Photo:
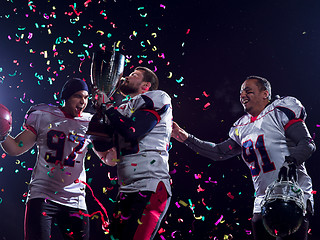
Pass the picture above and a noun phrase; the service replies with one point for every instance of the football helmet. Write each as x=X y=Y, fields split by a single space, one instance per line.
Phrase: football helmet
x=283 y=206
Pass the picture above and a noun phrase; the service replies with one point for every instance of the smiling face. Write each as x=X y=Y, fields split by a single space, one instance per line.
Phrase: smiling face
x=252 y=98
x=76 y=104
x=134 y=84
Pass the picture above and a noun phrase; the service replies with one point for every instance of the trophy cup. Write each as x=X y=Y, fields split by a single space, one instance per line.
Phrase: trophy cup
x=106 y=72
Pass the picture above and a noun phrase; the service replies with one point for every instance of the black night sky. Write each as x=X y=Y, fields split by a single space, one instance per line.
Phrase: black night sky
x=201 y=50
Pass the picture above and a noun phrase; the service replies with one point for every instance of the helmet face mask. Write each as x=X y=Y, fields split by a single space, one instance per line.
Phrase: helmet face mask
x=283 y=208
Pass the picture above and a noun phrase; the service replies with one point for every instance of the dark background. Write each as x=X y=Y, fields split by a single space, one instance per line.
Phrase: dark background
x=209 y=48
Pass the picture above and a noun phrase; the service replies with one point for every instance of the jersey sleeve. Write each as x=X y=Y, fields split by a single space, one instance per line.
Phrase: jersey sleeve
x=234 y=132
x=290 y=111
x=32 y=119
x=144 y=114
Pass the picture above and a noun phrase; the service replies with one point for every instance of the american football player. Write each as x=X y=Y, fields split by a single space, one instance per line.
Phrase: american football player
x=143 y=128
x=55 y=189
x=269 y=134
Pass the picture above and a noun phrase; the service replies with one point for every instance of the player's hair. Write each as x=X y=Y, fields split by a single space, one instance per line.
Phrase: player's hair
x=149 y=76
x=263 y=84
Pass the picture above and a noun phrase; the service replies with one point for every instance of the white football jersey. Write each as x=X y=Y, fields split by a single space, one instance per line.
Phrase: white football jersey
x=62 y=148
x=264 y=145
x=144 y=163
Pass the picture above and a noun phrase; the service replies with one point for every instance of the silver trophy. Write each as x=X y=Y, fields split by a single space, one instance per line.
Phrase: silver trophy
x=106 y=73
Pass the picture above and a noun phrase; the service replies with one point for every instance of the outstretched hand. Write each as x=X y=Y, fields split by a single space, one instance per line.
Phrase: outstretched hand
x=110 y=157
x=178 y=133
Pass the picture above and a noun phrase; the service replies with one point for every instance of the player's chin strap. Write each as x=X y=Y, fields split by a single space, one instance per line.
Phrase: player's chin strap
x=105 y=223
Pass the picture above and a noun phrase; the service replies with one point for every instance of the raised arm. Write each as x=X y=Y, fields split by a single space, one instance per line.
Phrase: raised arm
x=217 y=152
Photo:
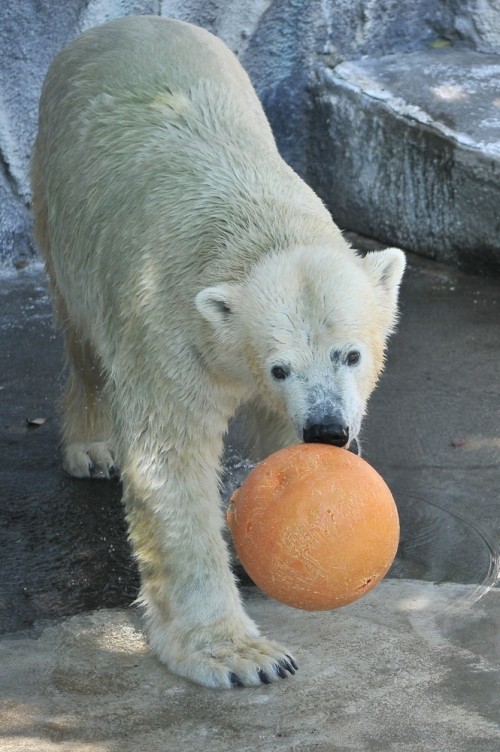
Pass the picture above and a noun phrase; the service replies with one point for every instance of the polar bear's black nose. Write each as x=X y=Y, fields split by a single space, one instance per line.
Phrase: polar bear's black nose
x=327 y=433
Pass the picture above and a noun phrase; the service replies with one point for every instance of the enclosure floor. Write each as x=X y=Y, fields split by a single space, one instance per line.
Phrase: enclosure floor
x=411 y=666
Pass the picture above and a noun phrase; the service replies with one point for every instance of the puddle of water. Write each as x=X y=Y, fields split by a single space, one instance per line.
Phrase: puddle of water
x=64 y=547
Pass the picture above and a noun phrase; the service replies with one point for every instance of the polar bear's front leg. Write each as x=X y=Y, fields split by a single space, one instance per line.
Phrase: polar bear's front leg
x=197 y=623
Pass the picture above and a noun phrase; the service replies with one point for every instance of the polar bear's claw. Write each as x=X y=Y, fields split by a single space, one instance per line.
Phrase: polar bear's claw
x=90 y=460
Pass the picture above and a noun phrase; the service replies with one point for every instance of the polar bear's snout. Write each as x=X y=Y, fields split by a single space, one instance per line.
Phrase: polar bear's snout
x=331 y=430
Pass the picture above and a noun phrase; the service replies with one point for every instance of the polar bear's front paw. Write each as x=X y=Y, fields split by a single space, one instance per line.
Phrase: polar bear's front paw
x=243 y=662
x=90 y=460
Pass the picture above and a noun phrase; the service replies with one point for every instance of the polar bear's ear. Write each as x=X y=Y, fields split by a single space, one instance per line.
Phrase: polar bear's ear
x=216 y=303
x=386 y=269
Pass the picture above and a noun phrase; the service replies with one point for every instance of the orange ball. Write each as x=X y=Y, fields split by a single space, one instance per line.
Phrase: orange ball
x=314 y=526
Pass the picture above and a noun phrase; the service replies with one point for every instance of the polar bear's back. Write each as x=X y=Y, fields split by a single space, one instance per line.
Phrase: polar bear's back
x=153 y=158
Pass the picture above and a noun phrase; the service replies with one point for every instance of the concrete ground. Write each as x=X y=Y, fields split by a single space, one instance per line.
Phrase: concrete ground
x=414 y=666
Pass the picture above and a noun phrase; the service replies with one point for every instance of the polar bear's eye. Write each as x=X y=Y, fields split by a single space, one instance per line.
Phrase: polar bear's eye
x=280 y=373
x=353 y=357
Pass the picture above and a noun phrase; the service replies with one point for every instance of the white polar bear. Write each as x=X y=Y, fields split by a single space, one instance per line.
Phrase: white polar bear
x=193 y=272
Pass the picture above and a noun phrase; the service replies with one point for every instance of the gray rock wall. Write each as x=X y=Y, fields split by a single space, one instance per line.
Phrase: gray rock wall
x=282 y=43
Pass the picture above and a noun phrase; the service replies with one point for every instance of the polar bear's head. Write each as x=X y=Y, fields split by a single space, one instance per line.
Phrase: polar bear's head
x=307 y=330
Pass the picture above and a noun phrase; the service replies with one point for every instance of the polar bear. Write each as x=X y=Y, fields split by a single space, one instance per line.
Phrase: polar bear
x=193 y=273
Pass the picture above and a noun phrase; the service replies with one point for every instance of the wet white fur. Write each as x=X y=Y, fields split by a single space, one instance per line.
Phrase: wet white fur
x=186 y=259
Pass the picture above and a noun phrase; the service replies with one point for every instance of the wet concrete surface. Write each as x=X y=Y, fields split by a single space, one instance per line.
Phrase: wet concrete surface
x=411 y=667
x=432 y=431
x=394 y=672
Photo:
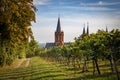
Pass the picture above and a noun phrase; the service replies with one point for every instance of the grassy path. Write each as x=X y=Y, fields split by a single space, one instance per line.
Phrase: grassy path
x=37 y=68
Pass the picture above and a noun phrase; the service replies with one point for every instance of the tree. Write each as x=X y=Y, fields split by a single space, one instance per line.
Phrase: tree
x=15 y=19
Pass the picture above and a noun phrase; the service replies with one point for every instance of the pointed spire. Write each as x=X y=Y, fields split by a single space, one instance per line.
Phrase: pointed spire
x=58 y=25
x=87 y=28
x=106 y=29
x=84 y=29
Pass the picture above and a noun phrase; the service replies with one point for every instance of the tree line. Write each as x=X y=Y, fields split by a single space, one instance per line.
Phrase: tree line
x=89 y=48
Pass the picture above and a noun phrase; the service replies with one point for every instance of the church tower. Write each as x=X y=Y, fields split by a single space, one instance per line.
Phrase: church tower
x=59 y=35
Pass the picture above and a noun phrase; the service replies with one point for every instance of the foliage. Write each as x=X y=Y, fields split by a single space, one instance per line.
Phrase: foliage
x=15 y=19
x=94 y=47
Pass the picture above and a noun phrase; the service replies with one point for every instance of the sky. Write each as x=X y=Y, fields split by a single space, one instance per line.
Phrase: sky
x=73 y=15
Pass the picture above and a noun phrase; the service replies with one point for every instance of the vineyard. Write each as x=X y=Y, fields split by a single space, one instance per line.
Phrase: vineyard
x=41 y=69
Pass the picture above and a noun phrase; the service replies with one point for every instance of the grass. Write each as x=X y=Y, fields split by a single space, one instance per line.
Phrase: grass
x=40 y=69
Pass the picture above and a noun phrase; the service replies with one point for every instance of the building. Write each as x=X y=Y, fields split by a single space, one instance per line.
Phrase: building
x=59 y=37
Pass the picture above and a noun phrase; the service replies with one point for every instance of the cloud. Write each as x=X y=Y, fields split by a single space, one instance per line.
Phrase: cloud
x=83 y=8
x=41 y=2
x=100 y=3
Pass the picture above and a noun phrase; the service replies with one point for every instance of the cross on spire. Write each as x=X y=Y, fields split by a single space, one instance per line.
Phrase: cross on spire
x=58 y=25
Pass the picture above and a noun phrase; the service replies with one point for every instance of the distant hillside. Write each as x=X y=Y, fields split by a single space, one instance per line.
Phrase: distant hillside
x=42 y=44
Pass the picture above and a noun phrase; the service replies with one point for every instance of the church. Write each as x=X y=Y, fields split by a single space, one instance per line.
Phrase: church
x=59 y=37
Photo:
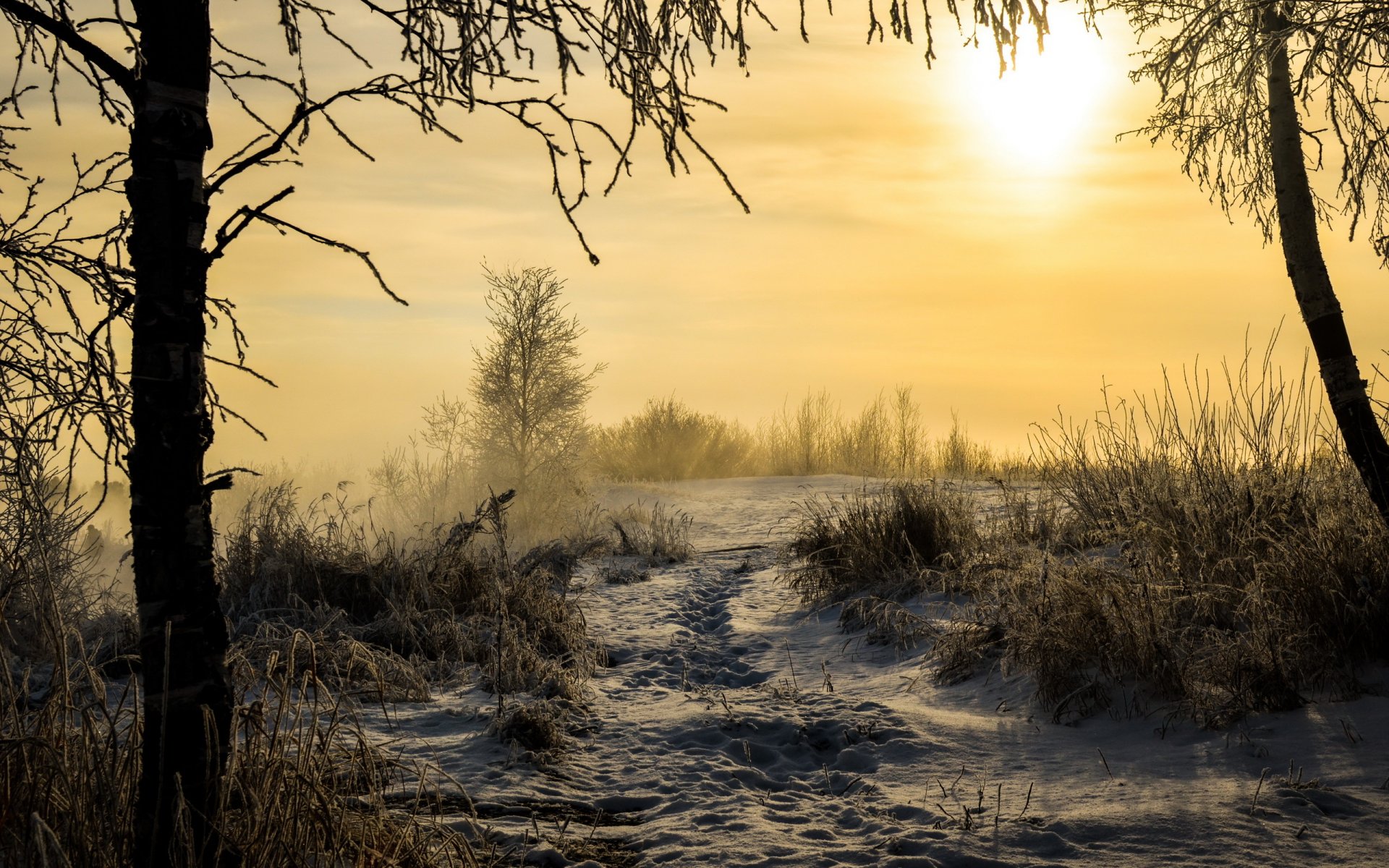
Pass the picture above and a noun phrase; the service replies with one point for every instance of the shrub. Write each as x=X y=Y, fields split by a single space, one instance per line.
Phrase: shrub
x=892 y=538
x=668 y=441
x=1235 y=564
x=453 y=595
x=655 y=535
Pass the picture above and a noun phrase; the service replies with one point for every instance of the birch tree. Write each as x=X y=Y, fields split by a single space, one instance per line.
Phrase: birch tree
x=1257 y=96
x=173 y=200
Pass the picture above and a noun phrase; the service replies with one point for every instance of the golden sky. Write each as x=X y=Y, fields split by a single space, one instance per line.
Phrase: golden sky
x=987 y=242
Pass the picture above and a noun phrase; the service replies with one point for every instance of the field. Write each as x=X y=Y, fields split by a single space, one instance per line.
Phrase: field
x=703 y=697
x=735 y=727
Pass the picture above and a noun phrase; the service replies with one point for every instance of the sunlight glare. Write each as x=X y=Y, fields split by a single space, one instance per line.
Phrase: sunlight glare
x=1042 y=114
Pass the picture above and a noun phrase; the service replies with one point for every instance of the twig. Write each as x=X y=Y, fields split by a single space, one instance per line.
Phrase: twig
x=1254 y=800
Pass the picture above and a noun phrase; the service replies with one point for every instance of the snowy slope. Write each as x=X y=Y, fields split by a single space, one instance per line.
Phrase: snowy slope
x=738 y=729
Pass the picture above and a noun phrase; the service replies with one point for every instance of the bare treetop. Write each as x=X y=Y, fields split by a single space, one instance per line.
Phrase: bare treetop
x=1210 y=61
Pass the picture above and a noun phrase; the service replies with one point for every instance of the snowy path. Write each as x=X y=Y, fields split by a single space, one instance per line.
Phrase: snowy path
x=736 y=729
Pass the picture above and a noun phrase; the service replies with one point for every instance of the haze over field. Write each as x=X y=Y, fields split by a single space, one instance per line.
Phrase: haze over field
x=985 y=241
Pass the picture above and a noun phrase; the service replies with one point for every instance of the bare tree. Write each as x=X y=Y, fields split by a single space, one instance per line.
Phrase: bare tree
x=167 y=208
x=1241 y=82
x=530 y=391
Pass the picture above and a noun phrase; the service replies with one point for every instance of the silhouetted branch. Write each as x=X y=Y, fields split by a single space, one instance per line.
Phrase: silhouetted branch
x=66 y=34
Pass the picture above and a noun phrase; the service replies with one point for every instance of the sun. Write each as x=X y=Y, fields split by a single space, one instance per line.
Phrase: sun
x=1040 y=117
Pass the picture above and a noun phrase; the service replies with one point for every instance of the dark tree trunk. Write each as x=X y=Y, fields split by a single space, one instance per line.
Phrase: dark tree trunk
x=184 y=637
x=1307 y=270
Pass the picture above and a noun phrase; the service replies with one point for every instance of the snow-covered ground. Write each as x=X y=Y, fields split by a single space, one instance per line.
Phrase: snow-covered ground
x=735 y=728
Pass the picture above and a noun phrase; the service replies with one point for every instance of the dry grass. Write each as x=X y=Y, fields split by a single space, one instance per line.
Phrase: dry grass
x=670 y=441
x=303 y=785
x=891 y=542
x=1228 y=558
x=1209 y=549
x=305 y=782
x=656 y=535
x=451 y=596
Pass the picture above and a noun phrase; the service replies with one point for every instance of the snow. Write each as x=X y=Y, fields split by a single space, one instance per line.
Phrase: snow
x=735 y=728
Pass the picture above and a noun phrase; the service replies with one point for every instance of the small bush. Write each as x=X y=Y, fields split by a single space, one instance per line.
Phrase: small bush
x=537 y=727
x=670 y=441
x=1233 y=561
x=655 y=535
x=892 y=539
x=453 y=595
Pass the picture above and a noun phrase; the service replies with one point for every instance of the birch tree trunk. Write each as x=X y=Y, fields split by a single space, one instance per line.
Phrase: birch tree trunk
x=184 y=635
x=1307 y=270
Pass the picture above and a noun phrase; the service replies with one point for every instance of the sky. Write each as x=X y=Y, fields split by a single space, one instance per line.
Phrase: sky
x=987 y=242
————
# [Set exercise]
Rewrite the records above, starting at the line that contains "of the helmet" and ending at the line that contains "x=269 y=134". Keep every line in that span, and lower each x and y coordinate in the answers by 23.

# [Exercise answer]
Pass the picture above and a noun phrase; the service replies with one point for every instance of the helmet face mask. Write each as x=X y=Y, fields split by a single space, one instance per line.
Phrase: helmet face mask
x=260 y=185
Pass the picture above and a noun phrase; the service replies with one point for every instance of the dark background. Write each as x=X y=Y, fields split by a single space, one instance per line.
Phrase: dark background
x=186 y=25
Pass the picture above and a noun phrase; the service replies with one point for every instance of the jersey sleeve. Write each as x=X y=Y, fields split by a single space, one instance per line.
Phrase: jersey sleeve
x=211 y=109
x=267 y=88
x=9 y=96
x=121 y=91
Pass the picture above and a noun phrase; the service replies with one point for every instance of the american football player. Write each as x=X y=Y, fields split by a single space, one instance per line.
Phrase: american football player
x=120 y=105
x=32 y=166
x=246 y=111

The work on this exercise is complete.